• DOCUMENT EXTRACT:
________________________________________

A Public Hearing Without The 'Real' Public: Notes From TAI Himalayas
By Ritwick Dutta (Posted: July 13, 2008)
The TAI assessments in Northern India were conceptualized as Research for Action and not just plain academic research. As planned, the action would take place once the research findings and assessments are completed. However, we are happy to share this story on how action seems to have started before the assessments are completed!
The field study for the two northern Indian states of Himachal Pradesh and Uttarakhand are at advanced stages. As part of our field assessments, the TAI research team had to visit the picturesque remote town of Pithoragarh, Uttrakhand. Sharing its border with Nepal, the task of the TAI team was to assess the emergency response system especially with respect to access to information for a Hydel Power project in operation.
The team interviewed local community members informed by local activist Ramnarayan about a Public Hearing to be held within the next two days for a proposed Hydel Power Project called the Rupsiyabagar-Khasiabara of the National Thermal Power Corporation Ltd (NTPC). The villagers knew very little about the project and its implication and Ramnarayan has been guiding them in making them aware of their rights.

________________________________________

• DATA:
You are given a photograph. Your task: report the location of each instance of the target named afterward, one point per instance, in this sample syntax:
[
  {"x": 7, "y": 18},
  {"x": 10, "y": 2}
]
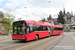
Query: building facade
[{"x": 2, "y": 28}]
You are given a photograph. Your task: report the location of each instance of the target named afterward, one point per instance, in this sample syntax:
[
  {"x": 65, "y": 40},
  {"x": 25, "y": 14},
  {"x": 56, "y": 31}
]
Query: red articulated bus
[{"x": 33, "y": 30}]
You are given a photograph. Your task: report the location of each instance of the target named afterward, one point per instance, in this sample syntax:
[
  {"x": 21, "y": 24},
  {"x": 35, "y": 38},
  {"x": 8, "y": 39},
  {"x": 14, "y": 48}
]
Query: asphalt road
[{"x": 60, "y": 42}]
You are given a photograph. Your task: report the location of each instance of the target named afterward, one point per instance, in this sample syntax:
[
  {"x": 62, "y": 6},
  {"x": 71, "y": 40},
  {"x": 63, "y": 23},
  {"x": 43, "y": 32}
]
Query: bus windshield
[{"x": 19, "y": 27}]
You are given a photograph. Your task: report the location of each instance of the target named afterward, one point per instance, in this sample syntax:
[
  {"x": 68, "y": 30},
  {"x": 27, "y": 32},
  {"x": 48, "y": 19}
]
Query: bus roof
[{"x": 40, "y": 23}]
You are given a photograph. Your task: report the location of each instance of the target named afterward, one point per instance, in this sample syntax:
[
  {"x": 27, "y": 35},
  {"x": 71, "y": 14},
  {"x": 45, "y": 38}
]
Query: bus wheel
[
  {"x": 36, "y": 37},
  {"x": 49, "y": 35},
  {"x": 59, "y": 33}
]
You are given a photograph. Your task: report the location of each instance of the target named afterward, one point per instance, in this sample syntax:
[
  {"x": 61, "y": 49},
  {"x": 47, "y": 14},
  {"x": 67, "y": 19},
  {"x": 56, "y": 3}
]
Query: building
[
  {"x": 2, "y": 28},
  {"x": 52, "y": 20},
  {"x": 70, "y": 21}
]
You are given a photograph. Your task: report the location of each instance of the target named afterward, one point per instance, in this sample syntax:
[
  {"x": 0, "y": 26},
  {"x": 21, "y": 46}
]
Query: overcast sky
[{"x": 36, "y": 9}]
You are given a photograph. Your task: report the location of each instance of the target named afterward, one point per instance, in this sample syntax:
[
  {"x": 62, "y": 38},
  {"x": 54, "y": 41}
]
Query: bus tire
[
  {"x": 49, "y": 34},
  {"x": 59, "y": 33},
  {"x": 36, "y": 37}
]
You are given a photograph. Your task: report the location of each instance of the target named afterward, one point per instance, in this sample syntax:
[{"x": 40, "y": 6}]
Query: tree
[
  {"x": 8, "y": 19},
  {"x": 61, "y": 18},
  {"x": 44, "y": 20}
]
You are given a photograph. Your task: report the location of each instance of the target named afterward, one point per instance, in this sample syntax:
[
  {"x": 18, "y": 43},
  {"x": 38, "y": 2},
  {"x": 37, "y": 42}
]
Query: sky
[{"x": 36, "y": 9}]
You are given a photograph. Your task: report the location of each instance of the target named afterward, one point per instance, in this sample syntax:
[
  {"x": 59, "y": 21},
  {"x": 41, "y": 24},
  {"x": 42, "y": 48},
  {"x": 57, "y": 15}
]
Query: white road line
[{"x": 32, "y": 44}]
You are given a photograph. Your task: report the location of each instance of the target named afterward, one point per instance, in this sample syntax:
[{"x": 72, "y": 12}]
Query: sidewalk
[{"x": 5, "y": 37}]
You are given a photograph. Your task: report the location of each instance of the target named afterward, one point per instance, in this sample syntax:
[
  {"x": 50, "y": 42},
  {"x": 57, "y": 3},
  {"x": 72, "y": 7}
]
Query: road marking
[{"x": 32, "y": 44}]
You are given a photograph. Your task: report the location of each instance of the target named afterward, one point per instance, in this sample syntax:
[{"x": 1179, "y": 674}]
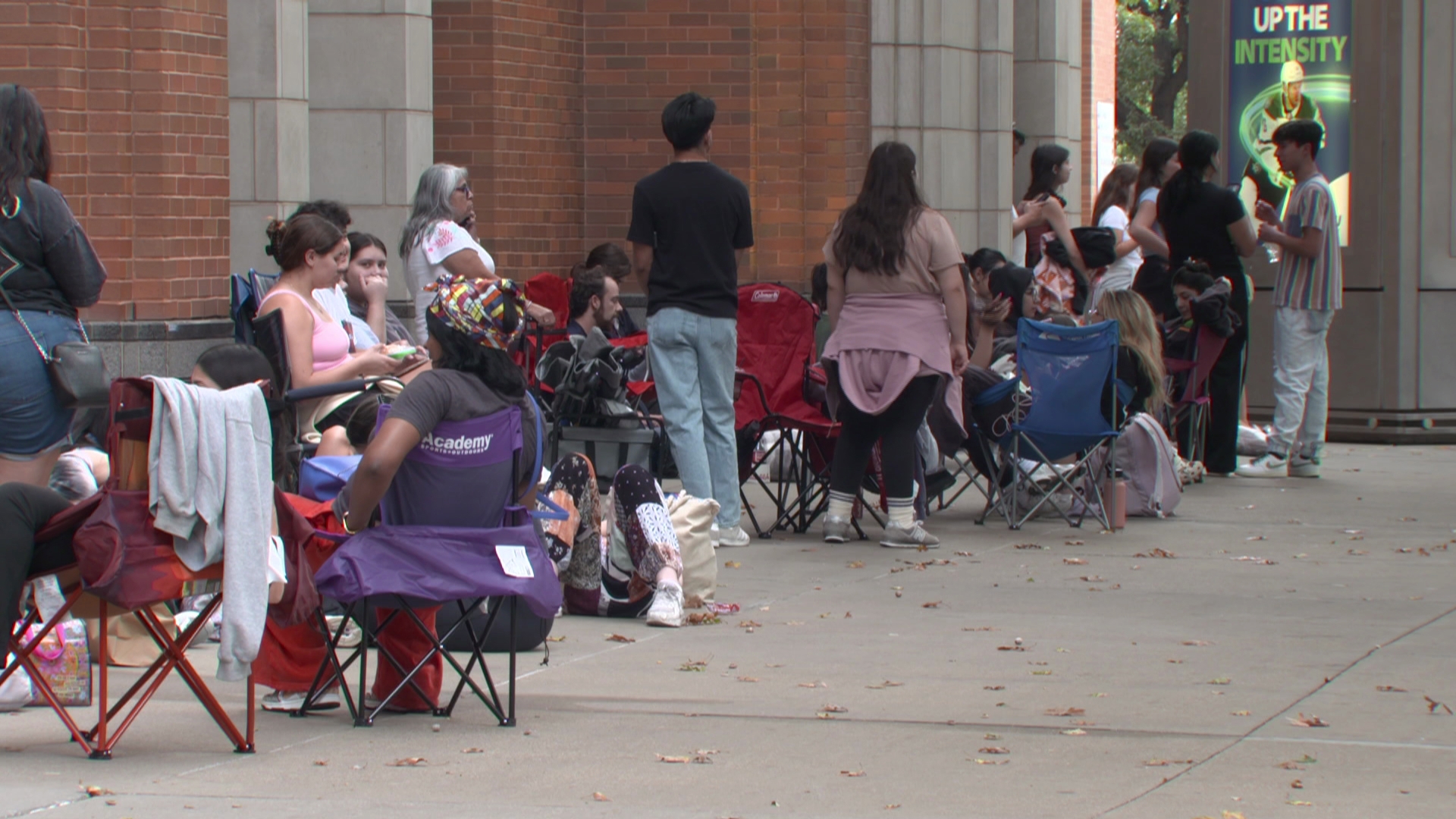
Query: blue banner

________________________________________

• EXERCISE PROMPT:
Continue the notes on the Rupsiyabagar-Khasiabara public hearing, beginning right after their final sentence.

• RESULT:
The TAI Research team which comprised a group of three environmental lawyers immediately worked out a strategy with local activist Ramnarayan. A copy of the EIA report was immediately procured which before now was not made available, and a rapid critique of it was prepared based on consultation with the local community. TAI researchers assisted the local groups in preparing representations before the concerned authorities.
The most disturbing aspect which was raised by local groups was the fact that the Public Hearing was being held at a time when most of the villagers have gone to the higher altitudes to collect medicinal plants, grazing as well as collecting a extremely valuable Yarsagumba’ Cordyceps sinesis : a highly priced Fungi which is much in demand in Chinese medicine. In fact, almost all the villagers in the 6-8 villages in the project area had gone for collection of medicinal plants. Further, the EIA document was made available over 150 Km away (in difficult terrain, this could take a lot of time given a weak network of roads).
From the biodiversity point of view, the area is the home to the endangered Musk Dear besides other Himalayan Species. The EIA has failed to take these factors into account.
The Public Hearing on 11-6-2008 at Munsiary met with stiff resistance. Most of the people opposed the Public Hearing since it was meaningless in view of the affected community not being present and the required document not being made available. Predictably, some of the village leaders supported it in view of the petty and short term contracts they are to get. The Public Hearing was scheduled at 11 AM, and just at the start of the public hearing the locals got hold of dais and asked the panel members of the public hearing to postpone the hearing.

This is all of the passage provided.